# Source extract:
☆ ☆ ☆ ☆ ☆ ☆ ☆
Personal details
- Born: 26 July 1896 Sydney
- Died: 29 September 1965 (aged 69) Ryde, Sydney
- Party: Country Party, Liberal Party

= Les Jordan =

Australian politician

Leslie Charles Jordan (26 July 1896 – 29 September 1965) was an Australian politician and a member of the New South Wales Legislative Assembly from 1944 until his death in 1965 . He was initially elected as a member of the Country Party but changed allegiance to the Liberal Party in 1959.

Jordan was born in Sydney and was the son of a brick-maker. He was educated at state schools and initially worked as a dairy farm assistant before becoming a real estate agent. When he was in his 30s, Jordan studied law at the University of Sydney and was called to the NSW bar in 1936. Jordan was an alderman on Ryde Municipal Council between 1935 and 1937 and a councillor on Manning Shire Council between 1951 and 1956. He was shire president during those years. Despite his urban background, he made unsuccessful attempts to win the seat of Raleigh at the 1938 and 1941 state elections. He was eventually elected to the New South Wales Parliament as the "Independent Country" member for Oxley at the 1944 state election. He defeated the sitting Independent member, George Mitchell who was on active overseas war service at the time of the election. He joined the Country party caucus after his election and retained the seat for the party at the next 5 elections. After the 1959 election he changed his party allegiance to the Liberal Party and retained the seat until he died in 1965. He did not hold party, parliamentary or ministerial office.
☆ ☆ ☆ ☆ ☆ ☆ ☆
According to the Les Jordan biography, which seat did he win at the 1944 state election?

# Given data:
☆ ☆ ☆ ☆ ☆ ☆ ☆
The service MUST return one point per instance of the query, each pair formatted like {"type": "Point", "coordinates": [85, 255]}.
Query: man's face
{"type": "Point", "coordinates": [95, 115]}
☆ ☆ ☆ ☆ ☆ ☆ ☆
# Task solution:
Oxley